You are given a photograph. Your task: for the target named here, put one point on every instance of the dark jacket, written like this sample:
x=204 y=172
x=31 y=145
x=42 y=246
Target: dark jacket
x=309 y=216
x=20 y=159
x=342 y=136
————
• **SHORT EXERCISE**
Set out all the lines above as a numbered list, leaving out any blank ones.

• **ANSWER TO THIS EXERCISE**
1. You are given a photograph. Your task: for the target named here, put one point on every instance of the dark jacket, written like this sample:
2. x=204 y=172
3. x=31 y=145
4. x=42 y=246
5. Target: dark jacket
6. x=309 y=216
7. x=20 y=159
8. x=342 y=136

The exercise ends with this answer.